WHAT IS ASKED → Reproduce every one of the following items verbatim, line by line.

AVAILABLE DATA →

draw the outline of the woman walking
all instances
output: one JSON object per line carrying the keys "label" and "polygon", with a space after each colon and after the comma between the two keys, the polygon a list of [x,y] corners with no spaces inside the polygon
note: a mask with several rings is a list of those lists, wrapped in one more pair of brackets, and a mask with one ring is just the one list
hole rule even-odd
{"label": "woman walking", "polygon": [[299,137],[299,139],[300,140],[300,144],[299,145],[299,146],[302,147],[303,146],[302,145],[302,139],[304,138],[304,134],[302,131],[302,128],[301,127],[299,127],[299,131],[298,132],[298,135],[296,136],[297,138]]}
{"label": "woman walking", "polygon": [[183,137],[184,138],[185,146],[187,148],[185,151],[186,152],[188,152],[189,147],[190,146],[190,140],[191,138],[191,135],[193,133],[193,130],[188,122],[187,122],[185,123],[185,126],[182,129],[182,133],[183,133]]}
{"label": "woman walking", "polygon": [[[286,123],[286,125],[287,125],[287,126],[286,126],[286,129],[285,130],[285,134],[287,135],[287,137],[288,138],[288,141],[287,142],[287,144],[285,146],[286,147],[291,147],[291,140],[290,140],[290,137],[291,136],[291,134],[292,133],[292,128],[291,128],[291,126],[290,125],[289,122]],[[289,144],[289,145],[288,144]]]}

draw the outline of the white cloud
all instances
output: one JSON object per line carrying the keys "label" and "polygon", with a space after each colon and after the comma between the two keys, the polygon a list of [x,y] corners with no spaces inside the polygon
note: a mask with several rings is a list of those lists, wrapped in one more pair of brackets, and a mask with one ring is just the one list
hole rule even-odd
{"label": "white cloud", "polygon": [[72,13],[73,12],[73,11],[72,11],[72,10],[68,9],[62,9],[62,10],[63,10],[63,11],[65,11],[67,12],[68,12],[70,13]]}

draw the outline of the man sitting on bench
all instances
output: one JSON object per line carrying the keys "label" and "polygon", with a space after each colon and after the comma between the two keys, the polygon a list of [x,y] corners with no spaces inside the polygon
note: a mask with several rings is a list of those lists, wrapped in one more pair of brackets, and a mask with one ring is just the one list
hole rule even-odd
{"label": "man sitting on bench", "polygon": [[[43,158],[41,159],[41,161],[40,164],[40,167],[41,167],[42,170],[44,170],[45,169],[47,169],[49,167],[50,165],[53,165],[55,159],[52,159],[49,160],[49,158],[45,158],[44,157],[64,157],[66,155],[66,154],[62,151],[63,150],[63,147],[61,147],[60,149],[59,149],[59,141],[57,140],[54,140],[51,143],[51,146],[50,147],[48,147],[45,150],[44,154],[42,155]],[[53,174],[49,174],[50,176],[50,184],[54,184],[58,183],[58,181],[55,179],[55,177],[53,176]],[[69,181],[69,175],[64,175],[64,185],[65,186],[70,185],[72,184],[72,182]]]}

SOLUTION TO THIS PROBLEM →
draw the outline of the woman walking
all instances
output: one JSON object per line carrying the keys "label" and "polygon", with a space after each colon and after the comma between the two keys, the polygon a list of [x,y] corners with no spaces inside the polygon
note: a mask with several rings is a list of those lists, wrapped in one more pair of brackets, and a mask with one ring is just the one list
hole rule even-odd
{"label": "woman walking", "polygon": [[299,137],[299,139],[300,140],[300,144],[299,145],[299,146],[302,147],[303,146],[302,145],[302,139],[304,138],[304,134],[302,131],[302,128],[301,127],[299,127],[299,131],[298,132],[298,135],[296,136],[297,138]]}
{"label": "woman walking", "polygon": [[183,137],[184,138],[185,146],[187,148],[185,151],[186,152],[188,152],[189,147],[190,146],[190,140],[191,138],[191,135],[193,133],[193,130],[188,122],[187,122],[185,123],[185,126],[182,129],[182,133],[183,133]]}
{"label": "woman walking", "polygon": [[[286,123],[286,125],[287,125],[287,126],[286,126],[286,129],[285,130],[285,134],[287,135],[287,137],[288,138],[288,141],[287,142],[287,144],[285,146],[286,147],[291,147],[291,140],[290,140],[290,137],[291,136],[291,134],[292,133],[292,128],[291,128],[291,126],[290,125],[289,122]],[[289,144],[289,145],[288,144]]]}

draw the outline of the white cloud
all instances
output: one JSON object per line carrying the keys "label" and "polygon", with a space after each colon and after the comma between the two keys, the polygon a list of [x,y] corners with no spaces inside the polygon
note: a mask with several rings is a list of those lists, wrapped in one more pair of brackets, and a mask with one ring is just the one list
hole rule even-odd
{"label": "white cloud", "polygon": [[72,13],[73,12],[73,11],[72,11],[72,10],[68,9],[62,9],[62,10],[63,10],[63,11],[65,11],[67,12],[68,12],[70,13]]}

draw the outline of the man sitting on bench
all instances
output: one JSON object per line carrying the keys "label" and "polygon", with a space after each colon and after the comma between the two keys, the polygon a list of [x,y] corners with no spaces inside the polygon
note: a mask with several rings is a list of those lists, wrapped in one more pair of brackets, and a mask with one ring is just the one list
hole rule even-odd
{"label": "man sitting on bench", "polygon": [[[43,158],[41,159],[41,161],[40,164],[40,167],[41,167],[42,170],[44,170],[45,169],[47,169],[49,167],[50,165],[53,165],[55,159],[52,159],[49,160],[49,158],[45,158],[44,157],[64,157],[66,155],[66,154],[62,151],[63,150],[63,147],[61,147],[60,149],[59,149],[59,141],[57,140],[54,140],[51,143],[51,146],[50,147],[48,147],[45,150],[44,154],[42,155]],[[53,174],[49,174],[50,176],[50,184],[54,184],[58,183],[58,181],[55,179],[55,177],[53,176]],[[69,181],[69,175],[64,175],[64,185],[65,186],[70,185],[72,184],[72,182]]]}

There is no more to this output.